OBJECTIVE: Lay out the rows below as a Markdown table with two columns, No. and Line. Put each line in its own table row, numbered in order, and skip any blank lines.

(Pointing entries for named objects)
--- START ---
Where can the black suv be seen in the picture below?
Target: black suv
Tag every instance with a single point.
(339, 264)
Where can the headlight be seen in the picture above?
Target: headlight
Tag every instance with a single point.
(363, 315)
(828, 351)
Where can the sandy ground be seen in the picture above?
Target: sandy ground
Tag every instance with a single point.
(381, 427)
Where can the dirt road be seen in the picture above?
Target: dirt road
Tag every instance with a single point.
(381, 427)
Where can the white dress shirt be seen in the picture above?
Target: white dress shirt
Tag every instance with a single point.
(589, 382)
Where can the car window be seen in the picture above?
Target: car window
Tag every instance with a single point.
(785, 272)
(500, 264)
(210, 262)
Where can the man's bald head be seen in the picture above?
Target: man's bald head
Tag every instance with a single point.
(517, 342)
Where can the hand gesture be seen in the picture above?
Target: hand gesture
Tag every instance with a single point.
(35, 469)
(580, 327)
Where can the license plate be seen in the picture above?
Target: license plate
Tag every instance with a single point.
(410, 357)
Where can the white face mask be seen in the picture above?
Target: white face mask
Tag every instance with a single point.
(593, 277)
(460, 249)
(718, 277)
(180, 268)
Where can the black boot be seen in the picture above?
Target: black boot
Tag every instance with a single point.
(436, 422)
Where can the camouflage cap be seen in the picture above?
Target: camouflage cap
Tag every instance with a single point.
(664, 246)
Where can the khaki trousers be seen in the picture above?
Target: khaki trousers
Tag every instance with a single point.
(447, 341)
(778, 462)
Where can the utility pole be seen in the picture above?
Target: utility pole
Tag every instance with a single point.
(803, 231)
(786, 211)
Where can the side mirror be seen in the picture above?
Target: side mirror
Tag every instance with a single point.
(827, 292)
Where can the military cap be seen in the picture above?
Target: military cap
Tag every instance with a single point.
--- END ---
SOLUTION:
| No. | Line |
|---|---|
| 1 | Where can the black suv be seen in the picture below? |
| 2 | Target: black suv |
| 3 | Tag every instance with a single point. |
| 4 | (339, 264) |
| 5 | Where can the headlight be seen in the picture above? |
| 6 | Target: headlight |
| 7 | Tag every instance with a single point. |
| 8 | (363, 315) |
| 9 | (828, 351) |
| 10 | Where can the sandy ground be seen in the picture above? |
| 11 | Target: sandy ground |
| 12 | Tag every instance with a single point. |
| 13 | (381, 427) |
| 14 | Where can the dirt road be seen in the picture above? |
| 15 | Target: dirt road |
| 16 | Tag every instance with a single point. |
| 17 | (381, 427) |
| 18 | Where can the white dress shirt be seen in the picture above? |
| 19 | Target: white dress shirt |
| 20 | Tag every instance with a single point. |
| 21 | (589, 382) |
| 22 | Where can the car window be seen in the picture above? |
| 23 | Target: car window |
| 24 | Tag every instance with a single point. |
| 25 | (785, 272) |
| 26 | (500, 264) |
| 27 | (210, 262) |
| 28 | Where can the man's bald head be seen in the picture above? |
| 29 | Target: man's bald head |
| 30 | Tag every instance with a single point. |
| 31 | (517, 342) |
| 32 | Where can the hand gesture be seen in the picture above? |
| 33 | Target: hand gesture |
| 34 | Tag every instance with a single point. |
| 35 | (35, 469) |
| 36 | (580, 327) |
| 37 | Where can the license plate be seen in the picture above? |
| 38 | Target: license plate |
| 39 | Tag every instance with a single point. |
| 40 | (410, 357) |
| 41 | Where can the white face mask be seen in the picture above? |
| 42 | Target: white face mask |
| 43 | Tag every instance with a single point. |
| 44 | (593, 277) |
| 45 | (460, 249) |
| 46 | (718, 277) |
| 47 | (180, 268) |
| 48 | Where can the black boot be seen in the picture above? |
| 49 | Target: black boot |
| 50 | Tag every instance with a single point. |
| 51 | (436, 422) |
| 52 | Where can the camouflage cap be seen in the picture above? |
| 53 | Target: camouflage cap |
| 54 | Tag every instance with a single point. |
| 55 | (664, 246) |
| 56 | Where can the khaki trousers be seen in the picture above? |
| 57 | Target: khaki trousers |
| 58 | Tag every instance with a single point. |
| 59 | (447, 341) |
| 60 | (778, 462) |
| 61 | Where can the utility pole be seen in the picture above? |
| 62 | Target: utility pole |
| 63 | Tag every instance with a single point. |
| 64 | (803, 231) |
| 65 | (786, 211) |
| 66 | Where can the side mirror be seen in the picture above? |
| 67 | Target: side mirror |
| 68 | Tag every instance with a single point. |
| 69 | (827, 292) |
| 70 | Where can the military cap be seen in the picture above? |
| 71 | Target: military cap |
| 72 | Tag every instance with a single point. |